Records for this task: Begin

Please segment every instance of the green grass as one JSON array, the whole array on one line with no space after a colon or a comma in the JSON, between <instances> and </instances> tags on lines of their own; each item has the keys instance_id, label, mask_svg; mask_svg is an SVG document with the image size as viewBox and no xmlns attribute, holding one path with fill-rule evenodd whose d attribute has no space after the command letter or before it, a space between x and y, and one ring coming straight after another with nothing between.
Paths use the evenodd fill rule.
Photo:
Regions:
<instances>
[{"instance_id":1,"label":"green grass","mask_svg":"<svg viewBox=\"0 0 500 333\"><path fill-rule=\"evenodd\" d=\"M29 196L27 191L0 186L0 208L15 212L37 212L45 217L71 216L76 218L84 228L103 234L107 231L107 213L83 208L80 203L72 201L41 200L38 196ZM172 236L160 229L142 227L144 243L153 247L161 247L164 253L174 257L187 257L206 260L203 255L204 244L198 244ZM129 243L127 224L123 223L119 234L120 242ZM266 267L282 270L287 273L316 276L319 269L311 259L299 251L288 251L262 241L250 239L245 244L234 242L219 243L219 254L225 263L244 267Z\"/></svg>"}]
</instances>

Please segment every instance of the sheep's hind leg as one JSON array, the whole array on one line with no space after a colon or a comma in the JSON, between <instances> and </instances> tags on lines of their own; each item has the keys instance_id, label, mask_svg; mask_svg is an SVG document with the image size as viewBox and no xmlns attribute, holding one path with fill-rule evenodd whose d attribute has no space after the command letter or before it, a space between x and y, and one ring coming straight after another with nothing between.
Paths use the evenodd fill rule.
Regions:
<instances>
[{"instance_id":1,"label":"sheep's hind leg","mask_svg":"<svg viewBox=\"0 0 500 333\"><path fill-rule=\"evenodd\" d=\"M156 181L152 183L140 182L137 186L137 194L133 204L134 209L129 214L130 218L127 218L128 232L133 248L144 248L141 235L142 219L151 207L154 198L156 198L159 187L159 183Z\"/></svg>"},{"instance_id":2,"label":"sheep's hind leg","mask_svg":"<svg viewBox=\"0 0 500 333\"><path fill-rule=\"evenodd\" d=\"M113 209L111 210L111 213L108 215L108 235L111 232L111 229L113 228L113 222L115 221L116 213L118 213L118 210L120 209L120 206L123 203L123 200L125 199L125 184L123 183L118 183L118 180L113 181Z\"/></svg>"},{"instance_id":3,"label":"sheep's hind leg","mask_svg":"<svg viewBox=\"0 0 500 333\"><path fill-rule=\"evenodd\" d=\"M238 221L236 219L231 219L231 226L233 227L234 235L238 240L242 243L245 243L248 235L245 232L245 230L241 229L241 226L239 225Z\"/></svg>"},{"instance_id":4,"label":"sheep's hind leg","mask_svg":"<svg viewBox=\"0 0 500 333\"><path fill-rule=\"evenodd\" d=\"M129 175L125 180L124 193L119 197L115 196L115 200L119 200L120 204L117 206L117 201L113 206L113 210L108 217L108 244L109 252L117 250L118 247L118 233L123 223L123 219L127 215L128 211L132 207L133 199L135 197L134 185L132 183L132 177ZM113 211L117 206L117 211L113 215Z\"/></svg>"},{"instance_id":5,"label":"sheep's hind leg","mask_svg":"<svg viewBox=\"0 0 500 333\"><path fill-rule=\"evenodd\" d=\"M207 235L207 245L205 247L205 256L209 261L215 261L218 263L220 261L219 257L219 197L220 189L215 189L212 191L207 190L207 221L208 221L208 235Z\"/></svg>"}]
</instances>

Records for this task: End

= Task description =
An exact transcription of the data above is required.

= Exercise answer =
Please segment every instance of the green grass as one JSON array, the whole array on one line with no space after a colon or a comma in the JSON, between <instances> and </instances> tags on lines of their own; each item has the keys instance_id, label, mask_svg; mask_svg is an SVG document with the image size as viewBox and no xmlns attribute, holding one path with fill-rule evenodd whose d attribute has no space after the command letter or before it, a space between x and y, and one ring coming straight after another with nothing between.
Paths use the evenodd fill rule.
Photo:
Regions:
<instances>
[{"instance_id":1,"label":"green grass","mask_svg":"<svg viewBox=\"0 0 500 333\"><path fill-rule=\"evenodd\" d=\"M29 196L27 191L0 186L0 208L15 212L37 212L45 217L71 216L76 218L84 228L103 234L107 231L107 213L83 208L80 203L72 201L41 200L38 196ZM172 236L160 229L142 227L144 243L153 247L161 247L164 253L174 257L187 257L206 260L203 255L204 244L198 244ZM129 243L127 224L123 223L119 234L120 242ZM266 267L282 270L287 273L316 276L319 269L311 259L299 251L288 251L262 241L250 239L245 244L234 242L219 243L219 254L225 263L244 267Z\"/></svg>"}]
</instances>

Please segment every instance of the sheep's hind leg as one JSON array, the whole array on one line with no space after a colon or a comma in the JSON, between <instances> and </instances> tags on lines of their own; each item has the keys instance_id, label, mask_svg; mask_svg is an SVG document with the image size as viewBox and no xmlns attribute, holding one path with fill-rule evenodd whose d attribute has no space after the command letter or before it, a space between x and y, and one ring coming straight after another with nothing between.
Paths use the evenodd fill rule.
Regions:
<instances>
[{"instance_id":1,"label":"sheep's hind leg","mask_svg":"<svg viewBox=\"0 0 500 333\"><path fill-rule=\"evenodd\" d=\"M156 181L152 183L140 182L137 186L137 194L133 204L134 209L129 214L130 218L127 218L128 232L133 248L144 248L141 235L142 219L151 207L154 198L156 198L159 187L159 183Z\"/></svg>"},{"instance_id":2,"label":"sheep's hind leg","mask_svg":"<svg viewBox=\"0 0 500 333\"><path fill-rule=\"evenodd\" d=\"M113 209L111 210L111 213L108 215L108 235L111 232L111 229L113 228L113 222L115 221L116 213L118 213L118 210L120 209L120 206L123 203L123 200L125 199L125 184L123 183L118 183L118 180L113 181Z\"/></svg>"},{"instance_id":3,"label":"sheep's hind leg","mask_svg":"<svg viewBox=\"0 0 500 333\"><path fill-rule=\"evenodd\" d=\"M238 221L236 219L231 219L231 226L233 227L234 235L238 240L242 243L245 243L248 235L245 232L245 230L241 229L241 226L239 225Z\"/></svg>"},{"instance_id":4,"label":"sheep's hind leg","mask_svg":"<svg viewBox=\"0 0 500 333\"><path fill-rule=\"evenodd\" d=\"M129 175L125 180L124 193L119 197L115 196L115 200L119 200L120 204L117 206L117 201L113 206L113 210L108 217L108 244L109 252L117 250L118 247L118 233L123 223L123 219L127 215L128 211L132 207L133 199L135 197L134 185L132 183L132 177ZM113 211L117 206L117 211L113 215Z\"/></svg>"},{"instance_id":5,"label":"sheep's hind leg","mask_svg":"<svg viewBox=\"0 0 500 333\"><path fill-rule=\"evenodd\" d=\"M207 235L207 245L205 247L205 256L209 261L215 261L218 263L220 261L219 257L219 197L220 189L215 189L212 191L207 190L207 221L208 221L208 235Z\"/></svg>"}]
</instances>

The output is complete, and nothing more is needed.